[EXTRACT PROVIDED]

Begin

MIRANDA
October 4, 2012 1:33 AM   Subscribe

What's the best SF series broadcasting right now?

I missed Firefly by ten years, Serenity by 7, BSG by 8.

What am I missing now? What have I missed? CATCH ME UP PLEASE OMFG.
posted by roboton666 to Media & Arts (25 answers total) 22 users marked this as a favorite
 
Doctor Who
posted by Aliera at 1:48 AM on October 4, 2012 [7 favorites]


The nominees for Hugo Award for Best Dramatic Presentation are probably a fair representation of popular opinion on this.

This year, the answers are Game of Thrones (filed under Long Form, I guess because the whole season was nominated--deservedly), lots of Doctor Who, and one really amazing episode of Community.
posted by Monsieur Caution at 1:51 AM on October 4, 2012


Fringe. It started kooky but got better and better and there is more to come.
posted by Ness at 2:15 AM on October 4, 2012 [6 favorites]


They've revived Red Dwarf and the new series starts tonight, if funny UK sci-fi is your thing.
posted by comealongpole at 2:21 AM on October 4, 2012 [4 favorites]


Fringe and Dr Who.
posted by EndsOfInvention at 2:24 AM on October 4, 2012


Doctor Who has it's 50th Birthday next year, there's a reason for that ;)
posted by krisb1701d at 2:51 AM on October 4, 2012


How SF are you looking for?

Fringe, Alphas and Person of Interest are SF, but more 'twenty minutes in the future' stuff.
posted by the man of twists and turns at 2:52 AM on October 4, 2012


Adventure Time.

Ok, it's a cartoon, and each episode is only ten minutes long, but it is set in a post-apocalyptic America where magical things have come back. Also, it's been going for four seasons, there is a real sense of world-building and story, and it doesn't have annoying guest stars that make no sense.
posted by The River Ivel at 4:54 AM on October 4, 2012 [7 favorites]


Real space-travel scifi is pretty rare these days. I'd say the closest thing is Falling Skies, a post alien invasion drama.
posted by MinusCelsius at 4:57 AM on October 4, 2012 [1 favorite]


Fringe (which apparently started their new season last week and no one told me) and Doctor Who, definitely. After that, at least in the US, things get thin real fast.

One might include Warehouse 13 and Alphas on a second tier. They're entertaining enough, but also pretty predictable.

End

(Pointing and labeling entries)
Begin

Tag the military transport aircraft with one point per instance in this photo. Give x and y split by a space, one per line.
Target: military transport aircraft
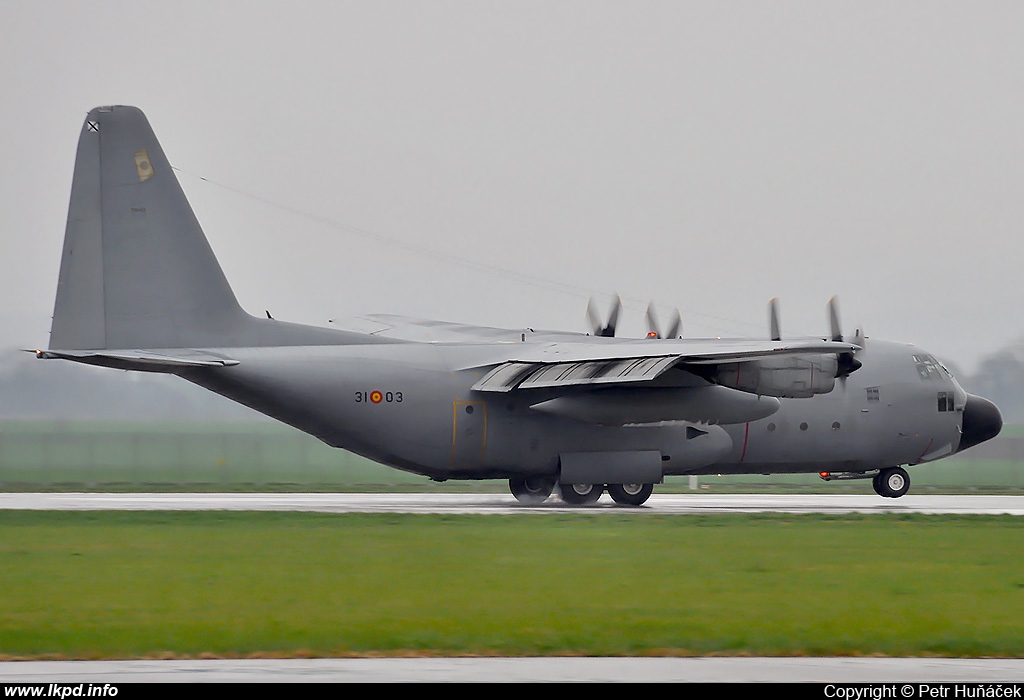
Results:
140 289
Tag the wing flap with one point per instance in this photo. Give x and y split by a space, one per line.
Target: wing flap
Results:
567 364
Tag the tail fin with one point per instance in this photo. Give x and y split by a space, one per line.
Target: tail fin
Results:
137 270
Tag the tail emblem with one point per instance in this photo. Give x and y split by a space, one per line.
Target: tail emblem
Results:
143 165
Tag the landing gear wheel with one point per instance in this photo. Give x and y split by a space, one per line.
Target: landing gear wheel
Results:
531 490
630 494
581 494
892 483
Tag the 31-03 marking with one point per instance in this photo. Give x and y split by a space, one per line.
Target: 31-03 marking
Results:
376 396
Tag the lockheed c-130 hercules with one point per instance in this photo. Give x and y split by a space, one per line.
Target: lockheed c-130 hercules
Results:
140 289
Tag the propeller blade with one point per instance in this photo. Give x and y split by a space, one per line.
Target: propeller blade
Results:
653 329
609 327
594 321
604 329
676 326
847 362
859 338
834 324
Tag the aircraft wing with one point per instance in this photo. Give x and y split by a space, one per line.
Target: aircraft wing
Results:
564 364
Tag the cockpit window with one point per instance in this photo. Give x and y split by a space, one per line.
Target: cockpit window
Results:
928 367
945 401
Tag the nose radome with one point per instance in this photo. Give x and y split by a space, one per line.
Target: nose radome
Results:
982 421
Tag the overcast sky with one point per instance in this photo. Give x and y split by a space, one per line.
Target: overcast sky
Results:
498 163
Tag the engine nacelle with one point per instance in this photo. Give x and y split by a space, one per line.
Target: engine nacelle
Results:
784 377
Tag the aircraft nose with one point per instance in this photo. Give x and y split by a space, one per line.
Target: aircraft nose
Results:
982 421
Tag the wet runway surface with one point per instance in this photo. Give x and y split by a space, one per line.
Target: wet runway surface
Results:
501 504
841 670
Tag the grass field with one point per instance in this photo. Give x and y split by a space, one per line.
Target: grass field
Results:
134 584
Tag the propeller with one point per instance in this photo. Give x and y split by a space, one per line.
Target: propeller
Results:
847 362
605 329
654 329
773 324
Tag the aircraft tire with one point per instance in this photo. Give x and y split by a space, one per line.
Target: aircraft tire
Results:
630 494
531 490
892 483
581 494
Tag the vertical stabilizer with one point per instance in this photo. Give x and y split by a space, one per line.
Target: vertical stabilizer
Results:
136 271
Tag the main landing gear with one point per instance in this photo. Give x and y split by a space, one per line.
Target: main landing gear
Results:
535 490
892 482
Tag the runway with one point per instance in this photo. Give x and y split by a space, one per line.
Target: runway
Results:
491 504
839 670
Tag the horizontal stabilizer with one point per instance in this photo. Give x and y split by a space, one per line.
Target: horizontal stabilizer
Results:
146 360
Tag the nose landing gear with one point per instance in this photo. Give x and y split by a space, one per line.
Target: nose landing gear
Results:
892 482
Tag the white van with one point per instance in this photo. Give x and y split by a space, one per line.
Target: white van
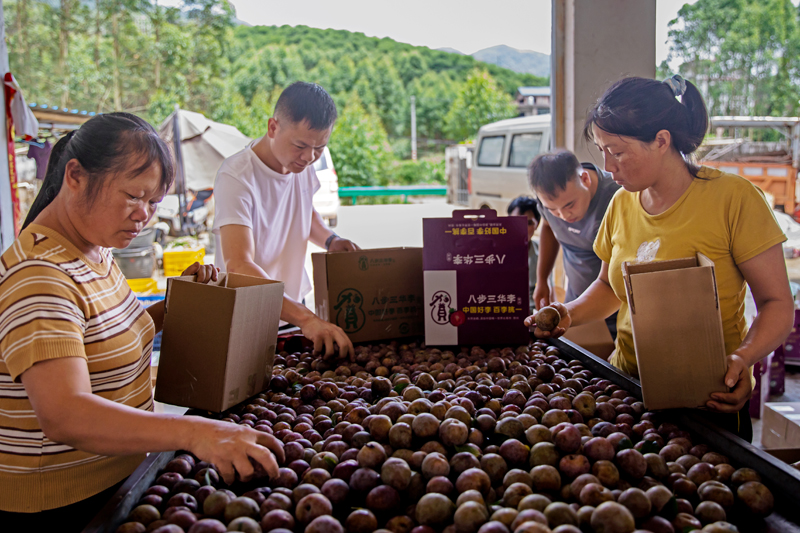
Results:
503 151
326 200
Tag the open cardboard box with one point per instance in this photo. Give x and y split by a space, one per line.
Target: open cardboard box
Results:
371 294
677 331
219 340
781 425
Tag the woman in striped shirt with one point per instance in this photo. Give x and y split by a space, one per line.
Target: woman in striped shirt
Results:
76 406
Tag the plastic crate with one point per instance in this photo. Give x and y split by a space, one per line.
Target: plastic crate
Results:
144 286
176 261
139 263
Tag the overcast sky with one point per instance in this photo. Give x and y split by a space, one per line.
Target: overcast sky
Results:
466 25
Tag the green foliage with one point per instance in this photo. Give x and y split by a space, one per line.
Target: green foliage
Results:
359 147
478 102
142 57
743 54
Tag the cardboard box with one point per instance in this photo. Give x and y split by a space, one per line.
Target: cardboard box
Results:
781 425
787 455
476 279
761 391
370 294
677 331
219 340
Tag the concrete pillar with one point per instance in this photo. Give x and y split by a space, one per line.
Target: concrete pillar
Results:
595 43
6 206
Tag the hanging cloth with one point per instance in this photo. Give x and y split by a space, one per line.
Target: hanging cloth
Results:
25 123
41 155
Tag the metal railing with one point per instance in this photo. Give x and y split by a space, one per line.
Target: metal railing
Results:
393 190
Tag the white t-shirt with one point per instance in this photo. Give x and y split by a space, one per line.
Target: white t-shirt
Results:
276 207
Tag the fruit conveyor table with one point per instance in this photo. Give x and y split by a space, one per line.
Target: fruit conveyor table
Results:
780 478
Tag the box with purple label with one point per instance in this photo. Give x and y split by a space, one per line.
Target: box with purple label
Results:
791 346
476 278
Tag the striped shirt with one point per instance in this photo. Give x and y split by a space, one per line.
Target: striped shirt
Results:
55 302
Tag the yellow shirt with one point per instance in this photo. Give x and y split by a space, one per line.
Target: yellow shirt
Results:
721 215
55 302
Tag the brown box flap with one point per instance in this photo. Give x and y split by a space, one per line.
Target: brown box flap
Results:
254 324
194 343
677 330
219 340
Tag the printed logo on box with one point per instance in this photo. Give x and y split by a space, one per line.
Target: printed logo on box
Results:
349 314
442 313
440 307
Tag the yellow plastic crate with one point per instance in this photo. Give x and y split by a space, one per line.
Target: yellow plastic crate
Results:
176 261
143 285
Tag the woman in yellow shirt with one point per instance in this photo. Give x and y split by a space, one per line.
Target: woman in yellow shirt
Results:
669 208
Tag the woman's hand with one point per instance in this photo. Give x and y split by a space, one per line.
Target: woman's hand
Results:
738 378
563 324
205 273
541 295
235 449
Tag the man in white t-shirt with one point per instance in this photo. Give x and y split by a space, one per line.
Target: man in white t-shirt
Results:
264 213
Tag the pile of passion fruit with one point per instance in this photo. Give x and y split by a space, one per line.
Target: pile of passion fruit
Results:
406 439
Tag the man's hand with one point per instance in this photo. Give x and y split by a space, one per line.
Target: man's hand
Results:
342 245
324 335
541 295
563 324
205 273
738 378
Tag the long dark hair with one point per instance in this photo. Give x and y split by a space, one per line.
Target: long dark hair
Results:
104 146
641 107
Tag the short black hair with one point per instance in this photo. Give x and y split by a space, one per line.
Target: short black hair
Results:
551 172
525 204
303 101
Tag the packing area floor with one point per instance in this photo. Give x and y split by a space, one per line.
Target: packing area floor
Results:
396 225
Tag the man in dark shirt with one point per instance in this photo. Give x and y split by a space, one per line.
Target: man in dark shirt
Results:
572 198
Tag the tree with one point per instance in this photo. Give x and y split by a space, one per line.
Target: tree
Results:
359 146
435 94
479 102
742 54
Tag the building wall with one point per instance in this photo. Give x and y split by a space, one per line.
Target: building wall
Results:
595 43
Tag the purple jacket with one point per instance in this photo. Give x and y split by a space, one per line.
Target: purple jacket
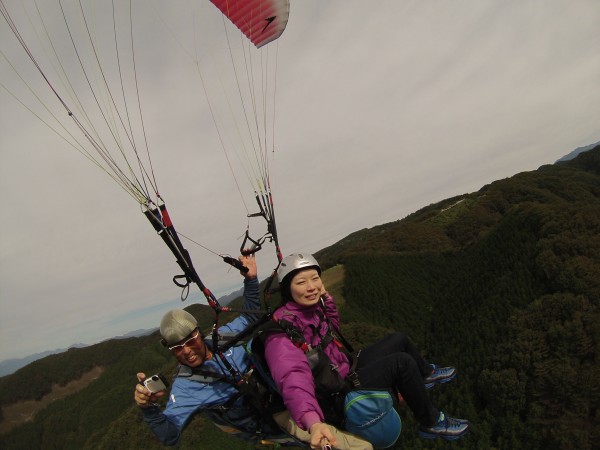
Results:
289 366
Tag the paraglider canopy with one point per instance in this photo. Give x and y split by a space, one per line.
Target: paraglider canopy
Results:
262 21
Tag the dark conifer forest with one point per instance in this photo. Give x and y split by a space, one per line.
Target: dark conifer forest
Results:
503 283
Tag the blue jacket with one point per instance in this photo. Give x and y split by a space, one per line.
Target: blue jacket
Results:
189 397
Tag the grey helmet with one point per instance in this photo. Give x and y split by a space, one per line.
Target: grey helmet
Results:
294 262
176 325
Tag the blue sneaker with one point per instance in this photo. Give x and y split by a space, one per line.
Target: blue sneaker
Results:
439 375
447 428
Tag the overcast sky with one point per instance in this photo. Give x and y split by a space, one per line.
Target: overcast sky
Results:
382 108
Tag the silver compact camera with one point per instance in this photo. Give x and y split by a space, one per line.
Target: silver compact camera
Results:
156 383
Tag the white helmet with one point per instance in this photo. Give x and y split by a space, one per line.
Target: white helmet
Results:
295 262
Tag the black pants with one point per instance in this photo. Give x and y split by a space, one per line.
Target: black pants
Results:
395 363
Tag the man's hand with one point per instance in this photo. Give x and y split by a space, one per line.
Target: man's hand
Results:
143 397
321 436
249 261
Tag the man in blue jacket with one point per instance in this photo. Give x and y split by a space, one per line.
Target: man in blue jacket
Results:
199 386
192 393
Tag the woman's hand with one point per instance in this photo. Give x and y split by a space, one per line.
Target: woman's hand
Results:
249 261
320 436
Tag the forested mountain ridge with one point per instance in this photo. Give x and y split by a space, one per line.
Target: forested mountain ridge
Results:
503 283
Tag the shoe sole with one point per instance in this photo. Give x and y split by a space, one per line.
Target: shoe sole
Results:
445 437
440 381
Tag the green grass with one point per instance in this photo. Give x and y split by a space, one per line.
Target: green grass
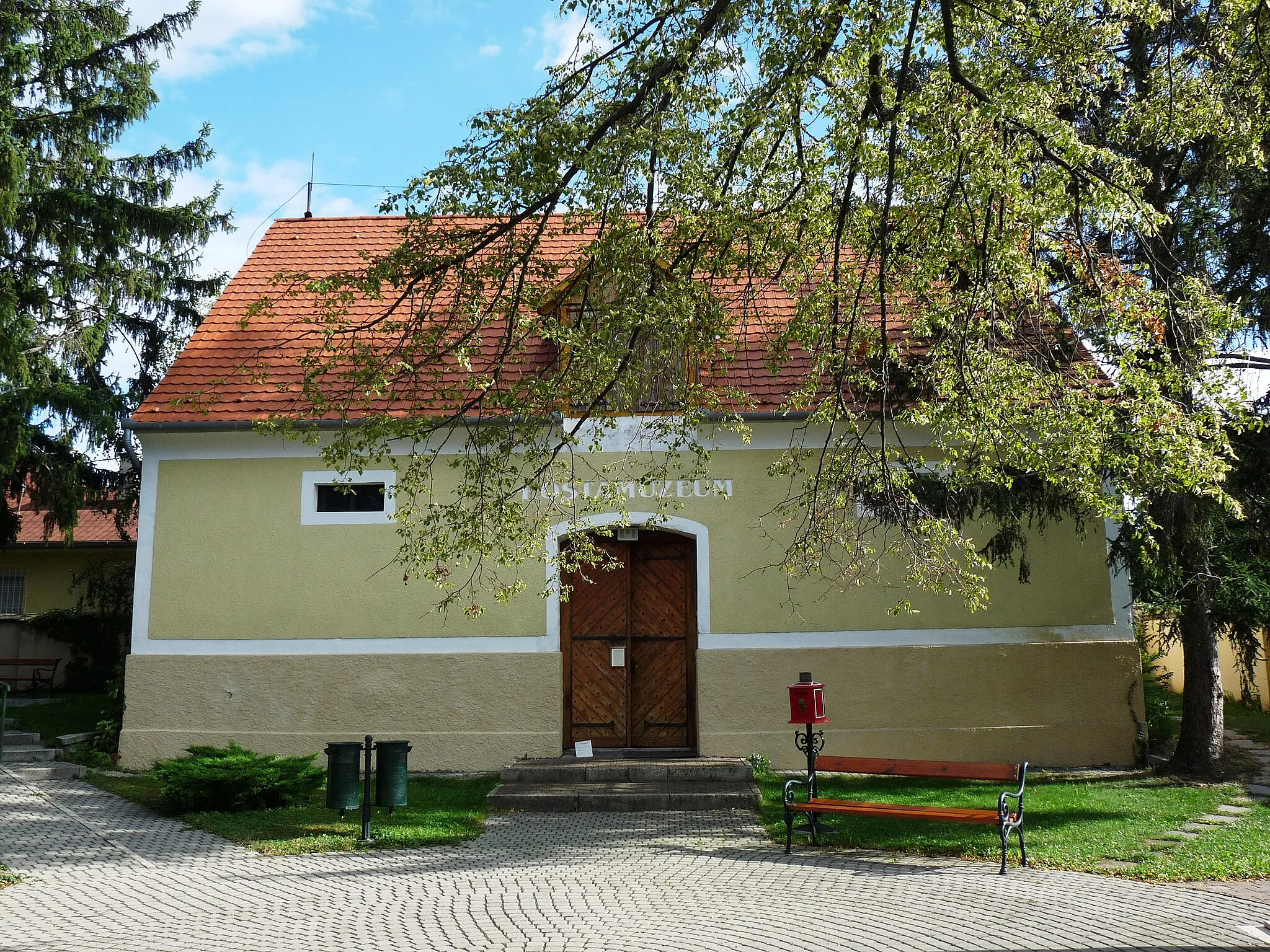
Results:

End

[TASK TO CARRY OUT] Can you resume the forum thread above on science fiction TV series airing in 2012, picking up right after its final sentence?

[RESPONSE FOR THIS EXERCISE]
If you have BBC America, you can catch the occasional Torchwood episode, but they're mighty rare.
posted by Thorzdad at 4:58 AM on October 4, 2012 [1 favorite]


Unless I've missed something there aren't any sci-fi shows in the vein of Firefly and BSG on right now: that is, futuristic with a realistic/gritty approach.

Doctor Who is my favorite sci-fi-ish show at the moment, but I'd call it more science fantasy -- spacetime opera, if you will. It's often dark but not very gritty, and as you would expect from a show about an alien dilettante-tourist-revolutionary who travels through time in a spaceship disguised like a London police box, it's not very realistic either. It's just gone on hiatus until Christmas, which gives you some time to catch up: I would start with either season 1 (2005, not 1963!) or series 5. Alternately, the Christmas episodes are usually newbie-friendly, and with two long time cast members just left and another about to start, I'm betting this one will be designed as a good jumping-on point.

There's a lot of near-future stuff as pointed out above. I'm not watching any of those shows right now, but I've heard excellent things about Fringe and Person of Interest.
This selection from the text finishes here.